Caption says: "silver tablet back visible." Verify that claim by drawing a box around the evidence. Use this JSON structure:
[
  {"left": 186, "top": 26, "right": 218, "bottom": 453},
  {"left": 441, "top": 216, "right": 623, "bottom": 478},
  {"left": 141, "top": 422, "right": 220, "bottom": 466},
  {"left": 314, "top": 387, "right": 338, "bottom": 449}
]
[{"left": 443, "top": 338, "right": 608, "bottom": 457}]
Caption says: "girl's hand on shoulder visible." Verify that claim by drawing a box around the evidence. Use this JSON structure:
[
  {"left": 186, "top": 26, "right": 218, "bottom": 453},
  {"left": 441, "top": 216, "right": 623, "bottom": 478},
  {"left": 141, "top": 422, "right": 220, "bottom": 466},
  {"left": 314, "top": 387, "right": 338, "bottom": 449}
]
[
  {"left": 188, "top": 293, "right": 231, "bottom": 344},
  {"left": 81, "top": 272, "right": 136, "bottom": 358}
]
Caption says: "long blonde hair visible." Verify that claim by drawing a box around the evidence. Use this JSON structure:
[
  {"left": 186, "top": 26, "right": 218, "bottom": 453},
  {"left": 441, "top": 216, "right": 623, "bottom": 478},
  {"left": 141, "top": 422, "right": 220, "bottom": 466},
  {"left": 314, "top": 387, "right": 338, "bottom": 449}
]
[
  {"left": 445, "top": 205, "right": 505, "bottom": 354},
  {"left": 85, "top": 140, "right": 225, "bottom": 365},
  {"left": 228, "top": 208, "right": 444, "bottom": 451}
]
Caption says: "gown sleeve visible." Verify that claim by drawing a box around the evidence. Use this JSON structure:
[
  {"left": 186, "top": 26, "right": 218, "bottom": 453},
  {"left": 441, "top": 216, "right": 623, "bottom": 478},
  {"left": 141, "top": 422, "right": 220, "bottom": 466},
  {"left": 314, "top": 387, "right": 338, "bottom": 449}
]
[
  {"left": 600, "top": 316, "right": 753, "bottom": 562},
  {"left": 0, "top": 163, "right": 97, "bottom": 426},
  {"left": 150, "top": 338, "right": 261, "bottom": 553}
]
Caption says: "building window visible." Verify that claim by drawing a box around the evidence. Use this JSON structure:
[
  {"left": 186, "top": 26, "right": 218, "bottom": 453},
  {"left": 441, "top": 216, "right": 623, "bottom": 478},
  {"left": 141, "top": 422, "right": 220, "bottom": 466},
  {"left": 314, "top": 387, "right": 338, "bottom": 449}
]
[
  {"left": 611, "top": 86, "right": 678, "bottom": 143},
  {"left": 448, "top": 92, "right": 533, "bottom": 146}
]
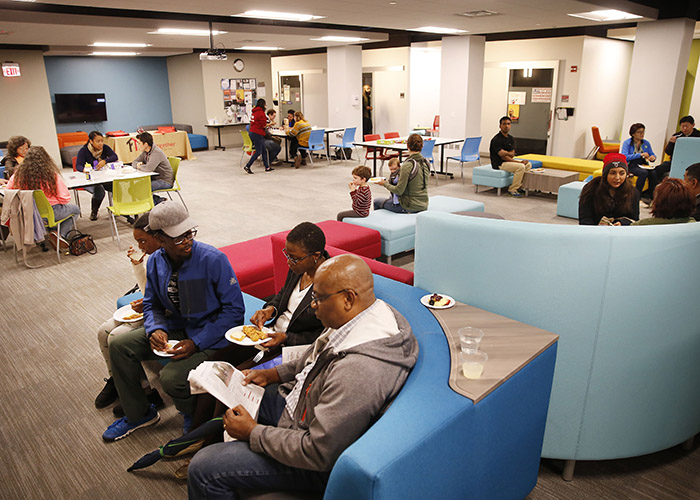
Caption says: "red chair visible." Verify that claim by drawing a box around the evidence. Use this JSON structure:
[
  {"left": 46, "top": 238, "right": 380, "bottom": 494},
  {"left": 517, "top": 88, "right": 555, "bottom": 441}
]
[{"left": 425, "top": 115, "right": 440, "bottom": 136}]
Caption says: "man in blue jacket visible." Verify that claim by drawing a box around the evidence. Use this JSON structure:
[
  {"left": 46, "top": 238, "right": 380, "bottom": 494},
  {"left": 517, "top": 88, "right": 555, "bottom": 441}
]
[{"left": 102, "top": 201, "right": 245, "bottom": 441}]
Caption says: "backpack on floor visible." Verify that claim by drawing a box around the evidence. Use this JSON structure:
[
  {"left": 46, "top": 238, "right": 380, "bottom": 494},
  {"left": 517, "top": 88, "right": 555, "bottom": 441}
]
[{"left": 66, "top": 229, "right": 97, "bottom": 255}]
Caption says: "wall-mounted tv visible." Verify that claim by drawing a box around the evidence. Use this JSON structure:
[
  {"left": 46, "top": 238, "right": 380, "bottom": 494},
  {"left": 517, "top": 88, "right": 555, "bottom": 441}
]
[{"left": 55, "top": 94, "right": 107, "bottom": 123}]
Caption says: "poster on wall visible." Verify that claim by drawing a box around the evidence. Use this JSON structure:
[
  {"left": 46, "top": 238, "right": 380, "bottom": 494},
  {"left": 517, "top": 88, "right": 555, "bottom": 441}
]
[
  {"left": 532, "top": 87, "right": 552, "bottom": 103},
  {"left": 508, "top": 104, "right": 520, "bottom": 123},
  {"left": 221, "top": 78, "right": 257, "bottom": 123},
  {"left": 508, "top": 92, "right": 527, "bottom": 106}
]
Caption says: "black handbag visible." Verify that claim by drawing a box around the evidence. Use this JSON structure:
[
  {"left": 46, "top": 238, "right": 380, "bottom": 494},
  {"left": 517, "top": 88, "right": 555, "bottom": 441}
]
[{"left": 66, "top": 229, "right": 97, "bottom": 255}]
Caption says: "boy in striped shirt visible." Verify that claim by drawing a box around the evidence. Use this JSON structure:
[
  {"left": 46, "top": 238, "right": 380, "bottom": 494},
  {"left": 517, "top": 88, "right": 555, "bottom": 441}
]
[{"left": 337, "top": 165, "right": 372, "bottom": 221}]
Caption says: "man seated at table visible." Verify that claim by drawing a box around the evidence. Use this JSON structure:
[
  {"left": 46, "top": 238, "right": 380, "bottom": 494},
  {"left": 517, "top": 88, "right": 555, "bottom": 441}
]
[
  {"left": 132, "top": 132, "right": 175, "bottom": 205},
  {"left": 265, "top": 108, "right": 282, "bottom": 165},
  {"left": 188, "top": 254, "right": 418, "bottom": 499},
  {"left": 654, "top": 115, "right": 700, "bottom": 182},
  {"left": 286, "top": 111, "right": 311, "bottom": 168},
  {"left": 102, "top": 201, "right": 245, "bottom": 441},
  {"left": 75, "top": 130, "right": 119, "bottom": 220},
  {"left": 489, "top": 116, "right": 531, "bottom": 198}
]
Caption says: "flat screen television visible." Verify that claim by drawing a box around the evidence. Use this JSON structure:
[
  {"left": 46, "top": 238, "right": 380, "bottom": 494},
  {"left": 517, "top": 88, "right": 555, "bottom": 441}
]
[{"left": 55, "top": 94, "right": 107, "bottom": 123}]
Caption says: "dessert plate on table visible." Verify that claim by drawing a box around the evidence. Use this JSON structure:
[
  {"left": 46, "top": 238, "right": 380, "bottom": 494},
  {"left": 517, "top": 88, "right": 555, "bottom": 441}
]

....

**Written problem:** Copy every item above word for word, leaving the pictures out of your answer.

**Complete response:**
Caption says: "silver tablet back visible." Verify that claim by drawing a box around the evidence. Use this JSON structure:
[
  {"left": 186, "top": 26, "right": 218, "bottom": 453},
  {"left": 441, "top": 216, "right": 623, "bottom": 478},
  {"left": 141, "top": 422, "right": 220, "bottom": 466},
  {"left": 314, "top": 387, "right": 338, "bottom": 449}
]
[{"left": 443, "top": 338, "right": 608, "bottom": 457}]
Caption says: "girl's hand on shoulder visible." Verify that claim by drawing a box around the evidence. Use this JSON structure:
[
  {"left": 186, "top": 26, "right": 218, "bottom": 453},
  {"left": 441, "top": 216, "right": 623, "bottom": 478},
  {"left": 141, "top": 422, "right": 220, "bottom": 466},
  {"left": 314, "top": 387, "right": 338, "bottom": 449}
]
[
  {"left": 188, "top": 293, "right": 231, "bottom": 344},
  {"left": 81, "top": 272, "right": 136, "bottom": 358}
]
Caption says: "long blonde hair visible." Verify that claim by drawing a box around the evidence. Use this JSON structure:
[
  {"left": 186, "top": 26, "right": 218, "bottom": 453},
  {"left": 441, "top": 216, "right": 623, "bottom": 478},
  {"left": 141, "top": 422, "right": 220, "bottom": 466},
  {"left": 314, "top": 387, "right": 338, "bottom": 449}
]
[
  {"left": 445, "top": 205, "right": 505, "bottom": 354},
  {"left": 85, "top": 140, "right": 225, "bottom": 365},
  {"left": 228, "top": 208, "right": 444, "bottom": 451}
]
Caption says: "gown sleeve visible." Verify that claim by drawing a box around the evidence. Use this JSON structure:
[
  {"left": 186, "top": 26, "right": 218, "bottom": 453},
  {"left": 441, "top": 216, "right": 623, "bottom": 478},
  {"left": 141, "top": 422, "right": 220, "bottom": 466},
  {"left": 314, "top": 387, "right": 338, "bottom": 449}
]
[
  {"left": 600, "top": 316, "right": 753, "bottom": 562},
  {"left": 0, "top": 163, "right": 97, "bottom": 426},
  {"left": 150, "top": 338, "right": 261, "bottom": 553}
]
Caption says: "building window visible." Verify that claim by drawing a box around the evidence. Use this JSON structure:
[
  {"left": 186, "top": 26, "right": 218, "bottom": 453},
  {"left": 441, "top": 216, "right": 623, "bottom": 478},
  {"left": 141, "top": 422, "right": 220, "bottom": 466},
  {"left": 314, "top": 387, "right": 338, "bottom": 449}
]
[
  {"left": 611, "top": 86, "right": 678, "bottom": 143},
  {"left": 448, "top": 92, "right": 533, "bottom": 146}
]
Caption says: "red chair visible." Verify that claim by drawing a box around the evidence. Use this JSON structure:
[
  {"left": 46, "top": 238, "right": 380, "bottom": 494},
  {"left": 517, "top": 88, "right": 555, "bottom": 441}
]
[{"left": 425, "top": 115, "right": 440, "bottom": 136}]
Caption says: "man in blue jacket visible." Verify that claim by drawing a box around the evidence. Use this JSON structure:
[
  {"left": 46, "top": 238, "right": 380, "bottom": 494},
  {"left": 517, "top": 88, "right": 555, "bottom": 441}
]
[{"left": 102, "top": 201, "right": 245, "bottom": 441}]
Caption says: "backpack on floor visible." Verify that claim by drawing a box around the evidence. Use this JSON structure:
[
  {"left": 46, "top": 238, "right": 380, "bottom": 494},
  {"left": 517, "top": 88, "right": 555, "bottom": 441}
]
[{"left": 66, "top": 229, "right": 97, "bottom": 255}]
Caption says: "wall-mounted tv visible." Verify that claim by drawing a box around the evidence. Use this JSON structure:
[
  {"left": 46, "top": 238, "right": 380, "bottom": 494},
  {"left": 517, "top": 88, "right": 555, "bottom": 441}
]
[{"left": 55, "top": 94, "right": 107, "bottom": 123}]
Caption says: "poster on wall visible." Verify that claim by drawing a box around the evidence. Use this JSON structure:
[
  {"left": 46, "top": 238, "right": 380, "bottom": 494},
  {"left": 517, "top": 88, "right": 555, "bottom": 441}
]
[
  {"left": 532, "top": 87, "right": 552, "bottom": 103},
  {"left": 508, "top": 104, "right": 520, "bottom": 123},
  {"left": 221, "top": 78, "right": 257, "bottom": 123},
  {"left": 508, "top": 92, "right": 527, "bottom": 106}
]
Caption says: "black handbag visible." Verify that claim by drawing a box around the evidence. Use this JSON structure:
[
  {"left": 46, "top": 238, "right": 380, "bottom": 494},
  {"left": 517, "top": 88, "right": 555, "bottom": 441}
]
[{"left": 66, "top": 229, "right": 97, "bottom": 255}]
Caption says: "boy in striped shirt visible." Verify that claim by drawing a box around the evidence. Use this JSON structure:
[
  {"left": 46, "top": 238, "right": 380, "bottom": 494},
  {"left": 517, "top": 88, "right": 555, "bottom": 441}
]
[{"left": 337, "top": 165, "right": 372, "bottom": 221}]
Caption says: "man seated at table visible." Verify that claim by drawing a box around the evidence. Use this JSON structure:
[
  {"left": 46, "top": 238, "right": 380, "bottom": 494},
  {"left": 517, "top": 88, "right": 555, "bottom": 441}
]
[
  {"left": 132, "top": 132, "right": 175, "bottom": 205},
  {"left": 265, "top": 108, "right": 282, "bottom": 165},
  {"left": 188, "top": 254, "right": 418, "bottom": 499},
  {"left": 654, "top": 115, "right": 700, "bottom": 182},
  {"left": 286, "top": 111, "right": 311, "bottom": 168},
  {"left": 102, "top": 201, "right": 245, "bottom": 441},
  {"left": 75, "top": 130, "right": 119, "bottom": 220},
  {"left": 489, "top": 116, "right": 531, "bottom": 198}
]
Caption says: "flat screen television visible." Verify that claim by drawing a box around the evidence. Use this JSON structure:
[
  {"left": 46, "top": 238, "right": 380, "bottom": 494},
  {"left": 517, "top": 88, "right": 555, "bottom": 441}
]
[{"left": 55, "top": 94, "right": 107, "bottom": 123}]
Caption says: "dessert plate on table visible." Verify that claim by drawing a box around the evidence. Use this JSON structure:
[
  {"left": 46, "top": 238, "right": 380, "bottom": 494},
  {"left": 517, "top": 88, "right": 555, "bottom": 441}
]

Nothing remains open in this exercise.